EXERCISE -
In duplicating the lines below, keep every word unchanged and drop the pictures.

[Records from a collection]
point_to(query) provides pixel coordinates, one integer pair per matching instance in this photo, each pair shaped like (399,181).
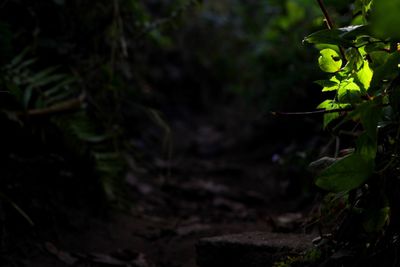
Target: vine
(362,63)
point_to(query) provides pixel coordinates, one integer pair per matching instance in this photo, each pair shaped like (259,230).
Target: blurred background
(160,110)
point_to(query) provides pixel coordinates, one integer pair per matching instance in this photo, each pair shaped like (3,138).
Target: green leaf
(349,91)
(365,75)
(329,60)
(329,105)
(329,85)
(366,146)
(376,219)
(345,174)
(388,70)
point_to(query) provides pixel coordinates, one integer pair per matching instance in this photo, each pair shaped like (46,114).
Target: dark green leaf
(345,174)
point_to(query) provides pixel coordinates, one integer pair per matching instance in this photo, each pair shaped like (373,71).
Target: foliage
(362,65)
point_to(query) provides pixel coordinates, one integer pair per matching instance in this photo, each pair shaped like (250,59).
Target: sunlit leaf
(365,75)
(329,60)
(330,105)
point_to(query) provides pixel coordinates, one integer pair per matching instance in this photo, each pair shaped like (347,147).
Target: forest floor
(219,180)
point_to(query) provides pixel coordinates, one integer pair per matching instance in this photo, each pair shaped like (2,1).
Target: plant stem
(329,23)
(315,112)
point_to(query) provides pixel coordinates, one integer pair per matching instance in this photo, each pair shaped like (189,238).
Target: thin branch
(330,24)
(315,112)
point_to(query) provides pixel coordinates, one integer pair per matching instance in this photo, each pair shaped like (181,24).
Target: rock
(258,249)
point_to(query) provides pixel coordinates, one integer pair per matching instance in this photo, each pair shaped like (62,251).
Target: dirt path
(211,186)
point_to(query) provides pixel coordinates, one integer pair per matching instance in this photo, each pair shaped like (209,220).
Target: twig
(329,23)
(315,112)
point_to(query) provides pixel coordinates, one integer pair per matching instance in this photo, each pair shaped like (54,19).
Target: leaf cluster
(362,62)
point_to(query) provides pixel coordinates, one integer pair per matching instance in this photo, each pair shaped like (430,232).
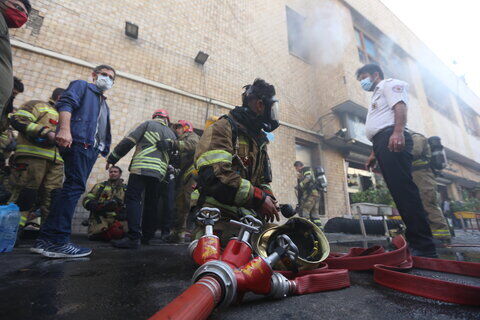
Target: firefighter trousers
(425,181)
(182,201)
(32,182)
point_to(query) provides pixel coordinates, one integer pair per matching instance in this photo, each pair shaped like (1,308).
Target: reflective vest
(34,120)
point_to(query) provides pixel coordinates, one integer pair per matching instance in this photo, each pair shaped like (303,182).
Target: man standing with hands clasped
(83,133)
(392,149)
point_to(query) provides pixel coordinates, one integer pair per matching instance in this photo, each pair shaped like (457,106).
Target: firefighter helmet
(162,113)
(186,125)
(312,244)
(211,120)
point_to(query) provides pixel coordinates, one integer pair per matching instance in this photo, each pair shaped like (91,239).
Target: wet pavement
(129,284)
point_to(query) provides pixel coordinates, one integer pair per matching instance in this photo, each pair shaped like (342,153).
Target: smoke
(327,32)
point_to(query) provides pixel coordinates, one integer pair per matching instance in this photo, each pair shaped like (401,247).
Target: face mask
(104,83)
(14,18)
(270,117)
(367,84)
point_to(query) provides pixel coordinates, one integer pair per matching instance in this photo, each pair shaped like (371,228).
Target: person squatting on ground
(234,172)
(107,209)
(147,169)
(84,133)
(424,177)
(185,146)
(13,15)
(308,194)
(36,164)
(392,149)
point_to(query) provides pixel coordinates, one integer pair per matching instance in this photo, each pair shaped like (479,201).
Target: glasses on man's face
(107,75)
(18,7)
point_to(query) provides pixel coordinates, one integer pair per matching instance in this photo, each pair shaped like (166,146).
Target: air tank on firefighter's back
(9,221)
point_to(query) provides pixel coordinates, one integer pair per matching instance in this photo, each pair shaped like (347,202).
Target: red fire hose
(224,277)
(197,302)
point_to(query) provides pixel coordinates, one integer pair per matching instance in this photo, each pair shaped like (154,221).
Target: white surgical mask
(367,84)
(104,83)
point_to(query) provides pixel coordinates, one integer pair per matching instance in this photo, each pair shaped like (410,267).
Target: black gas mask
(270,118)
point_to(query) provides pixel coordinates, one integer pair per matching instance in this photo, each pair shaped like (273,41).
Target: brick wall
(244,38)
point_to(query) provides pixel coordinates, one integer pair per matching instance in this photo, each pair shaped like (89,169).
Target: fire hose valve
(238,251)
(208,217)
(208,247)
(248,225)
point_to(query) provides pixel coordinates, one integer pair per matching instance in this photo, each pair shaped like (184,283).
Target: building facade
(308,49)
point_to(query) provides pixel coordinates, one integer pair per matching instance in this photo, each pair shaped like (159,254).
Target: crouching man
(106,205)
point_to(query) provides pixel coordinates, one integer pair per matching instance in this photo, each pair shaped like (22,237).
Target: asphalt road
(134,284)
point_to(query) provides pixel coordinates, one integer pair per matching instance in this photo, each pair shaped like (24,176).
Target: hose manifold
(224,274)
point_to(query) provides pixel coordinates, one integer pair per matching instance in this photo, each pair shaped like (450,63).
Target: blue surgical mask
(104,83)
(367,84)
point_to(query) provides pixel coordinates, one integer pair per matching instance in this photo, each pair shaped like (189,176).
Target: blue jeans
(79,162)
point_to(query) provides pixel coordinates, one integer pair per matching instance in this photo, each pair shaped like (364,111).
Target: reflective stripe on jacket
(147,159)
(34,120)
(229,170)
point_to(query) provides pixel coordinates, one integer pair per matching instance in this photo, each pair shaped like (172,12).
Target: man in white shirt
(392,149)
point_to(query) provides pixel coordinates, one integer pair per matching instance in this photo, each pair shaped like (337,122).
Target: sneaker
(126,243)
(67,250)
(40,245)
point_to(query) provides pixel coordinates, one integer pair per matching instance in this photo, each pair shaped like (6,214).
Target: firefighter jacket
(106,191)
(186,145)
(233,167)
(306,181)
(33,121)
(147,159)
(7,143)
(421,152)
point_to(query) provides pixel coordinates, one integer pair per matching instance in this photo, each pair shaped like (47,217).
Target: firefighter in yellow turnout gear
(234,173)
(106,205)
(147,170)
(36,164)
(308,195)
(424,178)
(185,145)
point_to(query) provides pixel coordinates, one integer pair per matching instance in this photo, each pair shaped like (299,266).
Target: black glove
(92,205)
(166,145)
(110,205)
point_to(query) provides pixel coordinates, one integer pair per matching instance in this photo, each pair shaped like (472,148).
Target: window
(367,51)
(392,64)
(297,40)
(470,118)
(438,95)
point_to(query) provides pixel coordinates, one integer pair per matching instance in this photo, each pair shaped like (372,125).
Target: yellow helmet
(211,120)
(312,244)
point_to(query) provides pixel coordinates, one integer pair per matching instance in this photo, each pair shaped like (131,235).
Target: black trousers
(137,185)
(396,169)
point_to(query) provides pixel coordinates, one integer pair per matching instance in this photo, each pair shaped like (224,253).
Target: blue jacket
(82,100)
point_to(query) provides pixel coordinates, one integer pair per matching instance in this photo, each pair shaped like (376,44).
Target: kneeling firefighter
(107,209)
(234,172)
(309,195)
(426,166)
(36,164)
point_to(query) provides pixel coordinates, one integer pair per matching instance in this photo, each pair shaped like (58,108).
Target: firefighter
(36,164)
(234,172)
(308,194)
(424,177)
(185,145)
(106,205)
(147,169)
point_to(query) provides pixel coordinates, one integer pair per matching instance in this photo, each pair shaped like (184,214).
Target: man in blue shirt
(83,133)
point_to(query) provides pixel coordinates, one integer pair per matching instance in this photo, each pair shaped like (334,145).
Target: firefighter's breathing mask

WRITTEN SOLUTION -
point_to(query) provides pixel coordinates, one integer pair per matching instance in this photo, each pair shaped like (399,181).
Target: vine
(362,63)
point_to(query) provides pixel coordinates, one integer pair per matching instance in this photo, each pair shaped like (259,230).
Target: blurred background
(160,110)
point_to(query) provides pixel coordinates, one integer pair per matching instance in this photo, each pair shaped like (3,138).
Target: green leaf
(349,91)
(365,75)
(329,60)
(329,105)
(329,85)
(366,146)
(376,219)
(345,174)
(388,70)
point_to(query) provides pixel coordinates, one integer pair per matching instance in this photo, each pair shaped like (46,114).
Target: dark green leaf
(345,174)
point_to(query) provides pixel coordinates, one integer pair per matching instance in this photo, each pair shaped like (373,71).
Target: foliage
(362,65)
point_to(query) provides pixel coordinates, one integer pair per matching instance in this photo, each pair shaped like (250,59).
Target: sunlit leaf
(365,75)
(329,60)
(330,105)
point_to(query) provides pixel coordinates, one integer pair per matching instance in this photo, each pair shaped like (347,147).
Target: forest floor
(219,180)
point_to(query) provides pixel coordinates, one integer pair per matching instance in this photo, each pair shaped like (2,1).
Target: plant stem
(329,23)
(315,112)
point_to(query) provides pixel coordinates, one integer pair per matching instance in this photo, each pair shaped like (189,238).
Target: thin branch
(330,24)
(315,112)
point_to(query) provides pixel coordinates, one integer pair per matching instance in this photo, each pair shaped like (181,24).
Target: rock
(258,249)
point_to(query) provides pixel coordinates, one integer pair per matching instance in this photo, each pair shaped like (62,251).
Target: dirt path
(211,186)
point_to(query) provides pixel coordinates, one integer pair per matching instance in this photo, each pair shaped like (209,220).
Target: twig
(329,23)
(315,112)
point_to(query) provides pixel coordinates, one integer pair per matching instance in this photo, each pair shaped like (54,19).
Target: leaf cluster
(362,62)
point_to(query) provides pixel coordinates, one integer pair per matching instance in this photo, each pair shaped like (430,232).
Target: firefighter trousers
(425,181)
(182,201)
(32,182)
point_to(query) provides pixel coordinates, one integer pair per matching instance in this photo, each pair shaped like (1,308).
Target: reflective vest
(34,120)
point_to(query) provides pixel coordinates, one integer pair per matching instance in this photo, each pair shaped like (303,182).
Target: man standing with hands clasped
(83,133)
(392,149)
point_to(query) provides pixel coordinates, one integer pair per matching instance in this photo, each pair shaped like (457,106).
Target: firefighter helmet
(162,113)
(186,125)
(312,244)
(211,120)
point_to(query) provides pixel coordinates, one integer pair per matching instance in this photo, each pair shaped like (91,239).
Target: wet pavement
(129,284)
point_to(query) provides pixel coordinates, one integer pair per matching instance in this photo, each pair shaped like (342,153).
Target: smoke
(327,32)
point_to(query) provides pixel coordinates, one integer pair per matching instance in this photo, each pair shaped like (401,247).
Target: face mask
(104,83)
(14,18)
(270,117)
(367,84)
point_to(query) provides pixel coordinates, one integer pair per matching instance in this photo, each pair shaped like (371,228).
Target: person squatting on ground
(234,172)
(107,209)
(147,169)
(84,133)
(424,177)
(185,146)
(13,15)
(308,194)
(36,164)
(392,149)
point_to(query) provides pixel coordinates, one integer pair per matching instance in this photo, each pair shaped like (479,201).
Target: glasses on man's face
(107,75)
(18,7)
point_to(query) provides pixel coordinates, one integer pair per matching instance in this photo, each pair shaped like (166,146).
Target: air tank on firefighter's back
(9,221)
point_to(query) provides pixel coordinates, one integer pair per matching instance in this photo, each pair shaped like (347,202).
Target: red fire hose
(224,277)
(197,302)
point_to(query) provides pixel coordinates, one integer pair per matching instance in this photo, each pair shaped like (154,221).
Target: white surgical mask
(367,84)
(104,83)
point_to(query) provides pixel coordinates, one integer pair per matching instance in this photo, each pair shaped like (410,267).
Target: black gas mask
(270,118)
point_to(query) provides pixel coordinates, one integer pair per matching instance in this photo, each pair shaped like (273,41).
Target: brick wall
(244,38)
point_to(query) provides pixel coordinates, one integer pair per matching instance in this photo, each pair shaped like (89,169).
Target: fire hose valve
(238,251)
(208,217)
(208,247)
(248,225)
point_to(query) provides pixel coordinates, one integer pair per matching instance in this photo, each pair shaped like (184,283).
Target: building facade
(308,49)
point_to(query) provides pixel coordinates, one integer pair per matching instance in this photo, each pair shaped like (159,254).
Target: crouching man
(106,205)
point_to(query) provides pixel coordinates, one integer pair per matching instance in this photo, each pair shaped like (22,237).
Target: asphalt road
(134,284)
point_to(query) provides pixel coordinates, one integer pair per matching instance in this photo, each pair shaped like (24,176).
Target: hose manifold
(224,274)
point_to(query) provides pixel coordinates, one integer pair per matching instance in this photo, each pair shaped like (450,63).
Target: blue surgical mask
(104,83)
(367,84)
point_to(query) provides pixel coordinates, one integer pair per matching instance in this photo, each pair shaped like (189,176).
Target: blue jeans
(79,162)
point_to(query) provides pixel coordinates, one integer pair per matching instance in this photo, each pair shaped like (364,111).
Target: reflective stripe on jacket
(147,159)
(34,120)
(229,170)
point_to(query) provides pixel coordinates, one integer pair per matching instance in this photo, each pair shaped like (172,12).
Target: man in white shirt
(392,149)
point_to(query) provides pixel coordinates, one integer pair per matching instance in this photo, each pair shaped like (337,122).
Target: sneaker
(126,243)
(67,250)
(40,245)
point_to(query) provides pixel coordinates, one integer pair per matching instance in this photo, each pair shaped like (6,214).
Target: firefighter jacket
(106,191)
(186,145)
(233,167)
(306,181)
(33,121)
(147,159)
(7,143)
(421,152)
point_to(query) provides pixel coordinates, one integer pair per matching instance in this photo, each pair shaped like (47,217).
Target: firefighter in yellow turnout gear
(234,173)
(106,205)
(147,170)
(36,164)
(308,195)
(424,178)
(185,145)
point_to(query) provides pixel coordinates, one integer pair per matching instance in this photo, each pair shaped like (299,266).
Target: black glove
(92,205)
(166,145)
(110,205)
point_to(query) provides pixel coordinates, one integer pair per matching instance in this photo, each pair shaped like (472,148).
Target: window
(367,51)
(392,64)
(297,40)
(470,118)
(438,95)
point_to(query) provides pixel coordinates, one integer pair per matching instance in this photo, each pair shaped like (372,125).
Target: yellow helmet
(211,120)
(312,244)
point_to(query) provides pixel coordinates, one integer pair per matching instance in this photo, each pair shaped like (131,235).
Target: black trousers
(137,185)
(396,169)
point_to(query) provides pixel coordinates, one integer pair per matching instance in this photo, each pair shaped like (224,253).
Target: blue jacket
(82,100)
point_to(query) provides pixel coordinates, one integer pair per matching instance in this photo, each pair shaped like (376,44).
Target: kneeling firefighter
(107,209)
(234,172)
(309,195)
(426,166)
(36,164)
point_to(query) provides pixel coordinates, one integer pair per matching instance in this photo, each pair shaped like (58,108).
Target: firefighter
(36,164)
(234,172)
(308,194)
(424,177)
(185,145)
(106,205)
(147,169)
point_to(query) provides pixel coordinates, one integer pair per matching instance in this photo, each pair shaped like (184,214).
Target: man in blue shirt
(83,133)
point_to(query) provides pixel coordinates, one integer pair per matching instance in this photo, each pair shaped like (334,145).
Target: firefighter's breathing mask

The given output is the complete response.